Records excerpted from a collection:
—————
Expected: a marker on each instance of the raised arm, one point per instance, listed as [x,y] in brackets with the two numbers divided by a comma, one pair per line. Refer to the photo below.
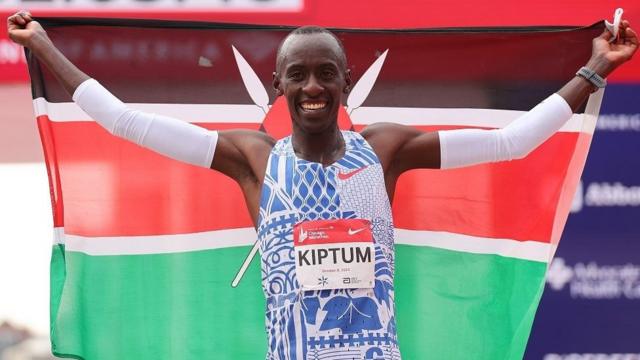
[402,148]
[239,154]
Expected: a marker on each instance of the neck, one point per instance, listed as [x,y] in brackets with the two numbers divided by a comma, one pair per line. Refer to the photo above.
[326,147]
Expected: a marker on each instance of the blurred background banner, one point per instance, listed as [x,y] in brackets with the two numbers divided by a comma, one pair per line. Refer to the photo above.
[591,306]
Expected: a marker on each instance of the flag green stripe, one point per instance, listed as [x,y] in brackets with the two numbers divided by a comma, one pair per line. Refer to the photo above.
[449,305]
[454,305]
[166,306]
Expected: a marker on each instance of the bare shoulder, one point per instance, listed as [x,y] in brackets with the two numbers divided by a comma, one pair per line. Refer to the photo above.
[388,132]
[401,148]
[242,154]
[386,139]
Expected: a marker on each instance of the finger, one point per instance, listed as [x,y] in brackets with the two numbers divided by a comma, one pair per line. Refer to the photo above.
[631,37]
[20,20]
[606,35]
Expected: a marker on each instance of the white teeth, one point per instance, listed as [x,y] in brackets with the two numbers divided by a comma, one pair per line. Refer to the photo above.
[313,106]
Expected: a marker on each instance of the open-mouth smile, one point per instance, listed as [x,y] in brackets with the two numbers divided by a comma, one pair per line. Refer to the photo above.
[311,106]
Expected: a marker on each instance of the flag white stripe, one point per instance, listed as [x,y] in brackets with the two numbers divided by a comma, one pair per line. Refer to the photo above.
[163,244]
[252,114]
[202,113]
[160,244]
[490,118]
[525,250]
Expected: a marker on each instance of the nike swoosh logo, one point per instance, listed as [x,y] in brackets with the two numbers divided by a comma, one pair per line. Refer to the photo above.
[347,175]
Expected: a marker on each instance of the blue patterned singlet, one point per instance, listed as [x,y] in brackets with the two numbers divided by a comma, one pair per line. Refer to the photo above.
[326,324]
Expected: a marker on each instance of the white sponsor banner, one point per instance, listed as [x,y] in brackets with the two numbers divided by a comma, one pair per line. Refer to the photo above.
[595,281]
[605,194]
[220,5]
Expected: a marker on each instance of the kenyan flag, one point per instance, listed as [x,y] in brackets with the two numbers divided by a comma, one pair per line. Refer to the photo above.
[146,248]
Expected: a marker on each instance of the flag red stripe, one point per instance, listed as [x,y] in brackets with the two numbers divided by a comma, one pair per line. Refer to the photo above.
[105,180]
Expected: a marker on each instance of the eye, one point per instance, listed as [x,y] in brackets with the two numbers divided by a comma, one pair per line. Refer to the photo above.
[328,74]
[295,76]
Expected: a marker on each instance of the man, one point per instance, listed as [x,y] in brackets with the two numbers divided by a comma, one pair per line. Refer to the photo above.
[324,194]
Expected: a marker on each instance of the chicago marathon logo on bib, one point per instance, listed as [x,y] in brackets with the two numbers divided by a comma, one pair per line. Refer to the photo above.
[334,254]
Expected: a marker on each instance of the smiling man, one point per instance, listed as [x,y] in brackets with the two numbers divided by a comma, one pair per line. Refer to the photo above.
[320,199]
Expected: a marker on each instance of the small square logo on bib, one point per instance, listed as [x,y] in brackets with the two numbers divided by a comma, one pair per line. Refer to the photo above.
[334,254]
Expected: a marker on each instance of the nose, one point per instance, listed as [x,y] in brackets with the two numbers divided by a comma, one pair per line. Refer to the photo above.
[312,87]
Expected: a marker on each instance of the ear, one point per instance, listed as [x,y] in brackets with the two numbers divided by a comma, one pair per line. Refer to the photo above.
[276,84]
[347,80]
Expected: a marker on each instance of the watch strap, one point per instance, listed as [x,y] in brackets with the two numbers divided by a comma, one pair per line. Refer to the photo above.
[592,77]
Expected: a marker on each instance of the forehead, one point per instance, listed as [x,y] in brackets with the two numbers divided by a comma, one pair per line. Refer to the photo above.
[305,48]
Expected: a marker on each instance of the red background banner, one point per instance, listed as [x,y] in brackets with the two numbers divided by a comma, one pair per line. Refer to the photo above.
[367,14]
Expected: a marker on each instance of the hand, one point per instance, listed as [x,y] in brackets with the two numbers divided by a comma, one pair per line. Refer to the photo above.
[23,29]
[606,56]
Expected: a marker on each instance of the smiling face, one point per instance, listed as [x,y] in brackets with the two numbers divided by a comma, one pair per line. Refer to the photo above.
[311,74]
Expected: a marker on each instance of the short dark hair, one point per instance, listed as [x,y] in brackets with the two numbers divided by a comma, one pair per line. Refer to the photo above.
[308,30]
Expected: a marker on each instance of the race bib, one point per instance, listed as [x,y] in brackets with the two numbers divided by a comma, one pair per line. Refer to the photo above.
[334,254]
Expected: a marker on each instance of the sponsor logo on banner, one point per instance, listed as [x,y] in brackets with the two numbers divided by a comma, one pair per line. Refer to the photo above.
[286,5]
[605,194]
[592,356]
[618,122]
[595,282]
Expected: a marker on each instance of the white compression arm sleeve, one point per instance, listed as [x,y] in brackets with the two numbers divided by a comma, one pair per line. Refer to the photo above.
[466,147]
[170,137]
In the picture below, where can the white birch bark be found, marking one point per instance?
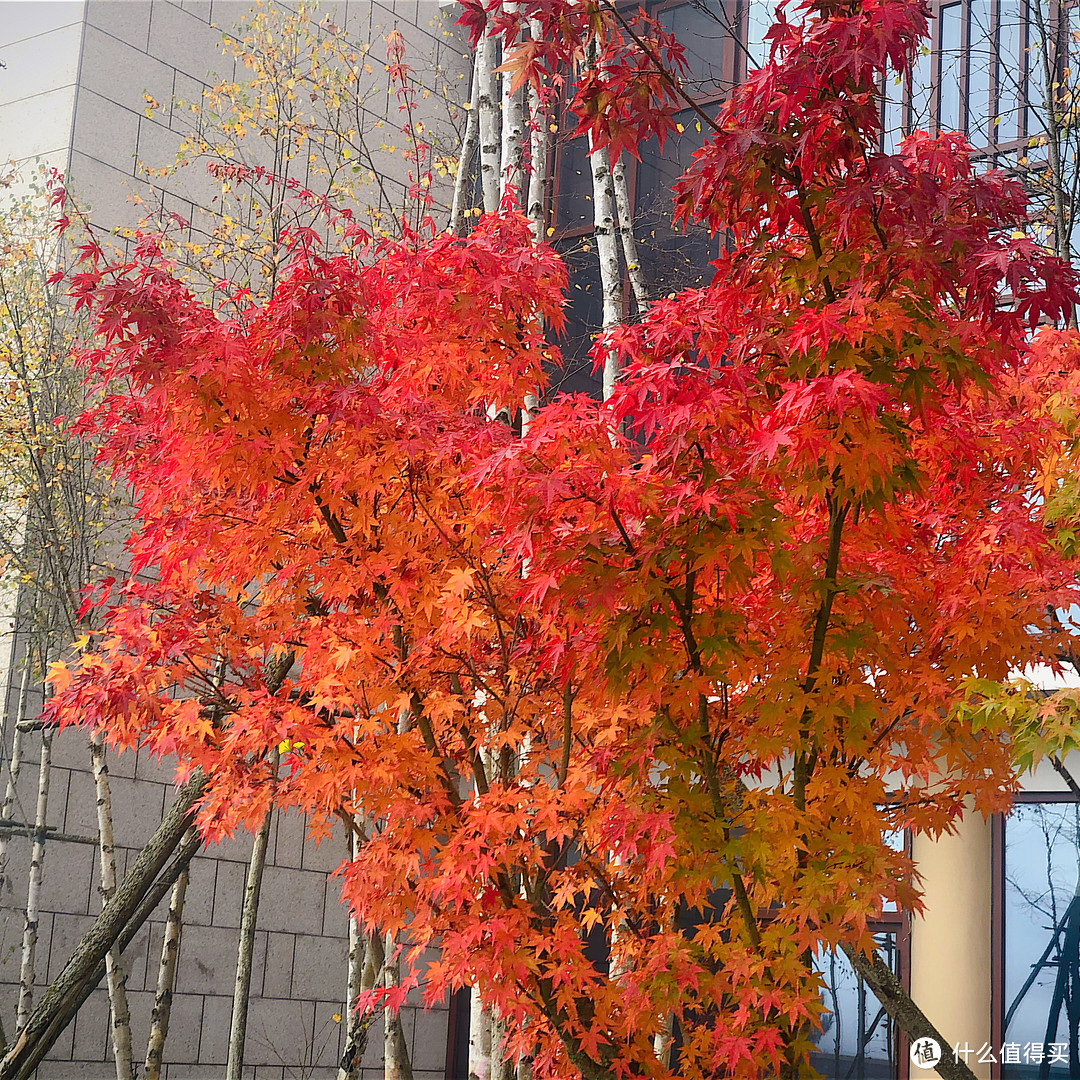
(539, 153)
(374, 957)
(14, 766)
(34, 887)
(487, 105)
(241, 994)
(607, 252)
(626, 240)
(480, 1039)
(512, 174)
(117, 981)
(458, 203)
(166, 979)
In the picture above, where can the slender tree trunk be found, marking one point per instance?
(121, 1030)
(34, 887)
(461, 179)
(512, 174)
(487, 98)
(356, 1042)
(539, 152)
(480, 1039)
(355, 1029)
(395, 1056)
(626, 241)
(15, 765)
(122, 917)
(166, 979)
(241, 994)
(607, 252)
(501, 1068)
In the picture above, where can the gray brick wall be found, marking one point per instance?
(72, 94)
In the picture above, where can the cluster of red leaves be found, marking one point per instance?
(701, 648)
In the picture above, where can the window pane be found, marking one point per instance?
(858, 1040)
(1042, 935)
(950, 31)
(701, 28)
(980, 67)
(758, 23)
(921, 96)
(1012, 43)
(892, 113)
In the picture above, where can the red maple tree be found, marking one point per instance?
(701, 648)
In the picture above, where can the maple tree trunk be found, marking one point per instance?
(899, 1004)
(501, 1068)
(395, 1056)
(463, 174)
(166, 977)
(626, 241)
(250, 913)
(120, 1014)
(121, 918)
(486, 95)
(34, 887)
(512, 174)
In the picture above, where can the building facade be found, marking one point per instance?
(73, 96)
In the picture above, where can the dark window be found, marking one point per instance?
(858, 1040)
(701, 28)
(1041, 909)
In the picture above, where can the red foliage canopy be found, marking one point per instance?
(704, 646)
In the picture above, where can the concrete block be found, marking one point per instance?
(139, 962)
(199, 900)
(108, 194)
(71, 748)
(186, 41)
(207, 962)
(289, 832)
(104, 56)
(106, 131)
(292, 900)
(429, 1040)
(188, 91)
(278, 973)
(121, 18)
(237, 848)
(70, 878)
(214, 1035)
(329, 1033)
(327, 855)
(229, 893)
(335, 912)
(320, 964)
(184, 1027)
(67, 933)
(201, 9)
(92, 1028)
(26, 76)
(35, 19)
(137, 809)
(280, 1033)
(80, 809)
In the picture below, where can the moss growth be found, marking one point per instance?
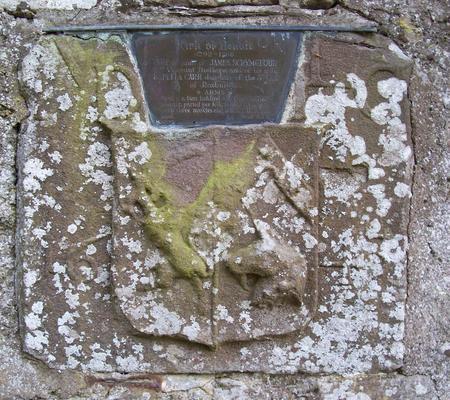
(168, 226)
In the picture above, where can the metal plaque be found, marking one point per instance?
(203, 78)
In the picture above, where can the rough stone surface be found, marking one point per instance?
(418, 31)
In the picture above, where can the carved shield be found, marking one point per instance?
(215, 234)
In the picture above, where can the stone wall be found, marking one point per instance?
(385, 333)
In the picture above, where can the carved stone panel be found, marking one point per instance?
(215, 229)
(272, 247)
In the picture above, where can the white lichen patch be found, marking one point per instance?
(35, 174)
(119, 99)
(64, 101)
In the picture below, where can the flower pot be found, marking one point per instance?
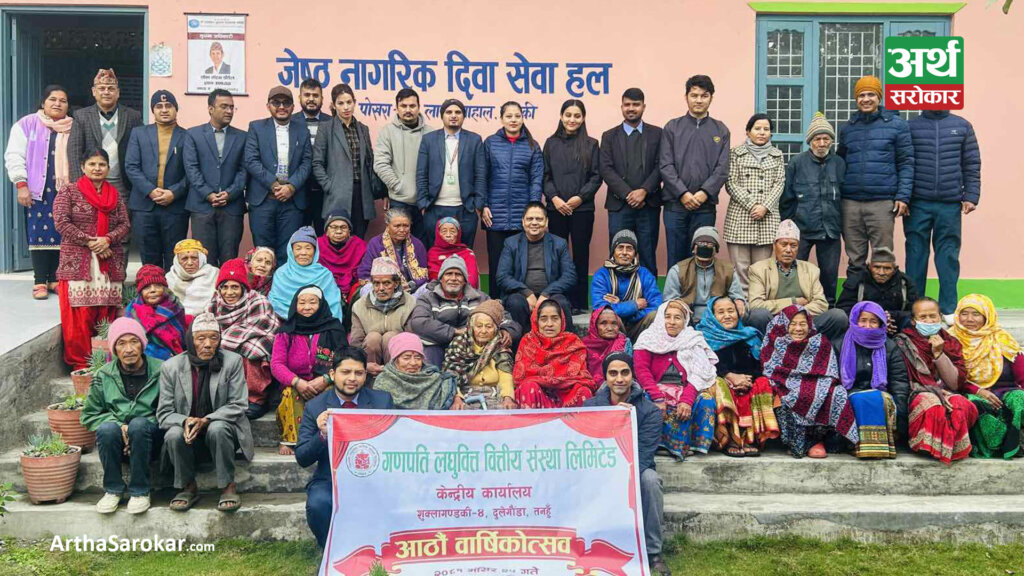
(51, 478)
(69, 424)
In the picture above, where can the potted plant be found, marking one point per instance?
(49, 467)
(66, 419)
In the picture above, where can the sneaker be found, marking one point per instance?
(109, 503)
(138, 504)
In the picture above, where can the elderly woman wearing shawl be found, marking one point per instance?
(413, 384)
(873, 373)
(745, 403)
(190, 279)
(803, 369)
(303, 269)
(995, 377)
(302, 354)
(448, 242)
(341, 252)
(606, 334)
(676, 366)
(247, 328)
(159, 313)
(550, 367)
(482, 366)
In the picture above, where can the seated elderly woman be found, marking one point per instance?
(801, 364)
(303, 269)
(550, 366)
(481, 362)
(995, 377)
(159, 313)
(190, 279)
(303, 351)
(676, 366)
(248, 326)
(413, 384)
(744, 399)
(873, 373)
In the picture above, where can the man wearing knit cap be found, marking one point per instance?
(451, 174)
(782, 281)
(879, 153)
(704, 276)
(812, 199)
(155, 165)
(203, 402)
(121, 409)
(443, 309)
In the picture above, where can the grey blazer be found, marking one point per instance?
(230, 396)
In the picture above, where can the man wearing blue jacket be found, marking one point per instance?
(946, 187)
(876, 144)
(348, 375)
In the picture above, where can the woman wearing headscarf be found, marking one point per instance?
(248, 325)
(605, 335)
(803, 369)
(550, 368)
(413, 384)
(676, 367)
(159, 312)
(38, 166)
(745, 404)
(995, 377)
(190, 279)
(481, 365)
(93, 223)
(303, 269)
(301, 359)
(873, 373)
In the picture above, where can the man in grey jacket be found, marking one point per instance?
(203, 401)
(396, 152)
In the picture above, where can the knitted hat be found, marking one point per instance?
(150, 274)
(123, 326)
(406, 341)
(819, 125)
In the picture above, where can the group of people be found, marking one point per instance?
(729, 355)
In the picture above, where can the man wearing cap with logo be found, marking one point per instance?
(155, 164)
(279, 160)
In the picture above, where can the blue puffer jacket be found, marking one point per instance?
(515, 176)
(946, 158)
(879, 157)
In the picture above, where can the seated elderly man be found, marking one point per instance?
(442, 312)
(121, 408)
(203, 402)
(382, 315)
(782, 280)
(884, 284)
(702, 277)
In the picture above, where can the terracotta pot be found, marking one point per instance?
(69, 424)
(52, 478)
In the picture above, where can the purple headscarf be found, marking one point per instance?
(870, 338)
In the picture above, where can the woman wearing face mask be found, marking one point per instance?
(940, 417)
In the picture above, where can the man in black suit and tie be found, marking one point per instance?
(630, 167)
(279, 160)
(348, 375)
(216, 179)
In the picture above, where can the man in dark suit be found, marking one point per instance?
(451, 174)
(348, 375)
(279, 159)
(216, 179)
(105, 124)
(630, 167)
(156, 169)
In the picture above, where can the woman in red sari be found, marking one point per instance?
(550, 368)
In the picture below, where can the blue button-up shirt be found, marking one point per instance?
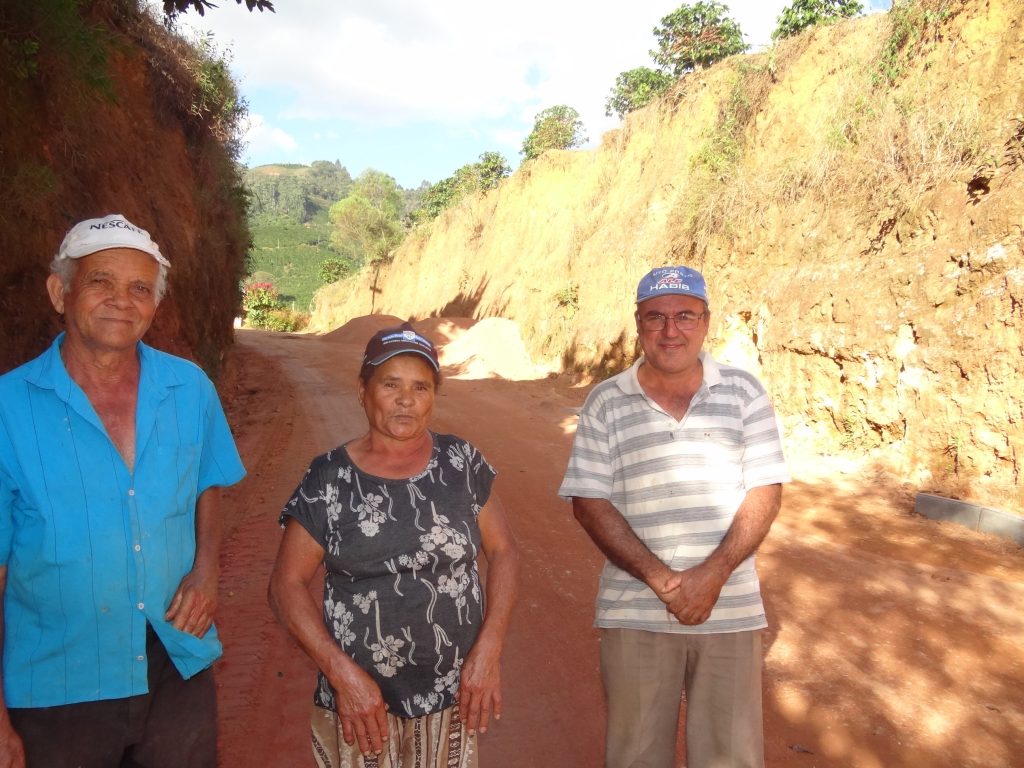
(95, 550)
—————
_What to work on:_ From the line that holds "In the picture above, where can the terracotta" to the last line of the records, please copy each line exactly and nothing else. Pictures stay out.

_Exercise output:_
In the picture above, where can the terracotta pot be found, marking one point per instance?
(69, 424)
(52, 478)
In the picture above, where can the purple headscarf be found, marking one point per instance?
(870, 338)
In the picture above, where can the woman wearing face mask be found, marking one point per instance?
(940, 417)
In the picture above, where can the man in black suit and tie be found, marking one point per instance?
(630, 167)
(279, 160)
(348, 375)
(216, 179)
In the picture above, where can the man in dark suit be found, marking one point per instance?
(451, 174)
(348, 375)
(279, 159)
(216, 179)
(105, 124)
(630, 167)
(156, 169)
In the picture above, where can the woman in red sari be found, marking one point per instance?
(550, 368)
In the picture below, where can the blue button-up shirt be found, marking one point per instance?
(95, 550)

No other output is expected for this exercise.